### TEXT SEGMENT:
Visually speaking the show was undoubtedly rather strong, yet there wasn’t enough in terms of innovation for what regarded the designs (in fact some of the clothes featured wouldn't have looked out of place in a magazine from 1991 - I'm sure that if we all tried to, we would actually remember where we actually saw twenty years ago those trousers with padded motifs between the knee and the ankle...).
The impeccable styling distracted a lot from the actual clothes and Mugler’s strong tailoring went somehow lost in all the deathly references.
There were echoes of Mugler in the sharp and strong shoulders, and rigid materials, but, rather than hinting at Mugler’s cyber universe populated with ambiguous superheroes, futuristic materials such as plastic and nylon evoked the disturbing consistence of plastic sheets left to cover a brutally murdered body.

### INFORMATION SHOWN:
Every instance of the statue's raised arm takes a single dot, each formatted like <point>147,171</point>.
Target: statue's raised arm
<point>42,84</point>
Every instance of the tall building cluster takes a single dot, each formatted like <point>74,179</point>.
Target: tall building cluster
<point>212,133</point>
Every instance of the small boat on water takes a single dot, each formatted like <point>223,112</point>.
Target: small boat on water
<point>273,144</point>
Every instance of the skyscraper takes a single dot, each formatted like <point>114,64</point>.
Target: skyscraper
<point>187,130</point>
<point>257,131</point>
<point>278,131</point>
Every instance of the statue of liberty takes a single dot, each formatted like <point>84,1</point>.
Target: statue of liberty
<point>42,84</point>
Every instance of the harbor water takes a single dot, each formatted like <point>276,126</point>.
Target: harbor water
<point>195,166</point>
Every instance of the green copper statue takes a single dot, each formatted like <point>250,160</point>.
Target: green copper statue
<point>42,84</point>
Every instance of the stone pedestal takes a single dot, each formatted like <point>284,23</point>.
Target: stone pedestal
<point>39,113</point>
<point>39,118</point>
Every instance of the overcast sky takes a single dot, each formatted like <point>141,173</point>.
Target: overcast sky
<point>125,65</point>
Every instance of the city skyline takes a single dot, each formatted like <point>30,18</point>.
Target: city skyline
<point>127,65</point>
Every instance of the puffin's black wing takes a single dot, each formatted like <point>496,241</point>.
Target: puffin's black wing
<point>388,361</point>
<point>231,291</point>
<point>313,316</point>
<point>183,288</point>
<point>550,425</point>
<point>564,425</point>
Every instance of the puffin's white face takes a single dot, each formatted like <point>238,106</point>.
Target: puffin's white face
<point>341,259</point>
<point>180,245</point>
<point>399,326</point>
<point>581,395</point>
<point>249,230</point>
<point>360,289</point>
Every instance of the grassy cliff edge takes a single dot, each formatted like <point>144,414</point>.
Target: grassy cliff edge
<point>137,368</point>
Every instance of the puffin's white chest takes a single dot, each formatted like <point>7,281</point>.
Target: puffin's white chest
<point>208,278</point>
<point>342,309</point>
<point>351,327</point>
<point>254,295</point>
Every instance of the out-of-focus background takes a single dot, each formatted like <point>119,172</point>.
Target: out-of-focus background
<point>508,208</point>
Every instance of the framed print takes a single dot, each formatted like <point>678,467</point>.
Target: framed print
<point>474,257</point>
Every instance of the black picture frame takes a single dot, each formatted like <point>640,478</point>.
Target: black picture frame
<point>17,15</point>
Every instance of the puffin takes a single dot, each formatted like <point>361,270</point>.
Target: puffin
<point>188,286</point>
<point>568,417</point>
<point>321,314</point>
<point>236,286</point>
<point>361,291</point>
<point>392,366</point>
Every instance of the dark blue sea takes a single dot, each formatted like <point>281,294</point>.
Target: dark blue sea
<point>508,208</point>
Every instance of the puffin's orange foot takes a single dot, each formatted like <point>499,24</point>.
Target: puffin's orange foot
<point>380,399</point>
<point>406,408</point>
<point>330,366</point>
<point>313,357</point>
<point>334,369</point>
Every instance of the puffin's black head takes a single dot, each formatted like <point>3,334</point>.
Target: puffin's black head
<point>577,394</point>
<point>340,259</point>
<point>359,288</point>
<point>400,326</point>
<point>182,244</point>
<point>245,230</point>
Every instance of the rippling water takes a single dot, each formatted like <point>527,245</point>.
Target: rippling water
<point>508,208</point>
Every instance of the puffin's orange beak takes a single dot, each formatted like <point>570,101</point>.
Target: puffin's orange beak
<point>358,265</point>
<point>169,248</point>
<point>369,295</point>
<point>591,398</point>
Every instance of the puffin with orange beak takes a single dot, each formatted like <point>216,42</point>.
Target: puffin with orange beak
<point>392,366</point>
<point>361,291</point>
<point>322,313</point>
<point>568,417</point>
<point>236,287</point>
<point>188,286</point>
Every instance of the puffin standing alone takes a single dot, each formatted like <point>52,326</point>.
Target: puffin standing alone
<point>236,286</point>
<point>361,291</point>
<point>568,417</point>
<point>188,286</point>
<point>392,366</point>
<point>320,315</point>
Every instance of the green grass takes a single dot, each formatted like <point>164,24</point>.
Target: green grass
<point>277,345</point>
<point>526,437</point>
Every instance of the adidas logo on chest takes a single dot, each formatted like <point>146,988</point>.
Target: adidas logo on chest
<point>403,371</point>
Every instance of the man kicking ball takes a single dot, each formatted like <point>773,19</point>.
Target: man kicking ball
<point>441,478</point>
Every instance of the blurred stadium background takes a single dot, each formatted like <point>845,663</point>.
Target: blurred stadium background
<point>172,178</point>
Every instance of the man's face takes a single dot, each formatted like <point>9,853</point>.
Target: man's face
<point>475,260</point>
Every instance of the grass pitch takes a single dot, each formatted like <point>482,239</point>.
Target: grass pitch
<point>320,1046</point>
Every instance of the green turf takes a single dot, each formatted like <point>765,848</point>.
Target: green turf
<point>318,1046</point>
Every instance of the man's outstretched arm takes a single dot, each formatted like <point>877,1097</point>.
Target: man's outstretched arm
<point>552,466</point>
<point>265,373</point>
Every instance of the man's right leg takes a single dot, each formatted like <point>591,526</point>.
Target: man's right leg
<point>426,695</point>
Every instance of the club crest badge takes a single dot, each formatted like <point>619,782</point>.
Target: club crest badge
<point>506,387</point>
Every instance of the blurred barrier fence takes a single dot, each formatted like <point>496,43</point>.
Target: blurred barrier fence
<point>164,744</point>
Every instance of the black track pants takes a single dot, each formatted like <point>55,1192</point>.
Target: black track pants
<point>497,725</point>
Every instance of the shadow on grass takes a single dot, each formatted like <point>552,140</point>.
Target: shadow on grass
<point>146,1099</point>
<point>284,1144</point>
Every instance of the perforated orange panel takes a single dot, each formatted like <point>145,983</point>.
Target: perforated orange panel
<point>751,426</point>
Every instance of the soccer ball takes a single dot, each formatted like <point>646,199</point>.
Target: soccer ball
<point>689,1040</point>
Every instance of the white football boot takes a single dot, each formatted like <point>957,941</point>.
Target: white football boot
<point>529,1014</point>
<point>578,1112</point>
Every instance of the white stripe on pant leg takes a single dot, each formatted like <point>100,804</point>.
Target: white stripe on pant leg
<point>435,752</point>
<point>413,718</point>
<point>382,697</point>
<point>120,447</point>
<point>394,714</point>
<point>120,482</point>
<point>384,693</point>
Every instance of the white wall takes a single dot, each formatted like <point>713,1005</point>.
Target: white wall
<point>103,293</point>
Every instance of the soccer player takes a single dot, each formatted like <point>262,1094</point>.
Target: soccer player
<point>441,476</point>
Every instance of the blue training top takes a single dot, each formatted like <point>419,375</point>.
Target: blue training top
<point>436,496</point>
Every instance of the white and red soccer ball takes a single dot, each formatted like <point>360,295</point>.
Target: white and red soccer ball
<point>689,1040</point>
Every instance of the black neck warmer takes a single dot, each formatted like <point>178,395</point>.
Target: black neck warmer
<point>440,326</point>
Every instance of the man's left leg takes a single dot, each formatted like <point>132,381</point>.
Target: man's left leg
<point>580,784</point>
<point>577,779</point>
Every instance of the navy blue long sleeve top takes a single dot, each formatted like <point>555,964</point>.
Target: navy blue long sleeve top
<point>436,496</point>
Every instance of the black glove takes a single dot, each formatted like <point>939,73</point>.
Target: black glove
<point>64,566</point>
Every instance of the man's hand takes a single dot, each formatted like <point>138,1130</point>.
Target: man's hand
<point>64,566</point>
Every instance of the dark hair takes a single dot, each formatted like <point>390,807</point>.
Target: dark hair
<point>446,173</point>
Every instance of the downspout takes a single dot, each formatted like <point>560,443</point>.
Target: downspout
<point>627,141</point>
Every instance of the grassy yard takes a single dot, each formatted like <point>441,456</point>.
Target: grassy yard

### TASK DETAILS:
Can you output the passage of the Mugler show review starting at "Visually speaking the" and ending at "brutally murdered body.", word for word? The data has no part in this.

### FINISHED TASK:
Visually speaking the show was undoubtedly rather strong, yet there wasn’t enough in terms of innovation for what regarded the designs (in fact some of the clothes featured wouldn't have looked out of place in a magazine from 1991 - I'm sure that if we all tried to, we would actually remember where we actually saw twenty years ago those trousers with padded motifs between the knee and the ankle...).
The impeccable styling distracted a lot from the actual clothes and Mugler’s strong tailoring went somehow lost in all the deathly references.
There were echoes of Mugler in the sharp and strong shoulders, and rigid materials, but, rather than hinting at Mugler’s cyber universe populated with ambiguous superheroes, futuristic materials such as plastic and nylon evoked the disturbing consistence of plastic sheets left to cover a brutally murdered body.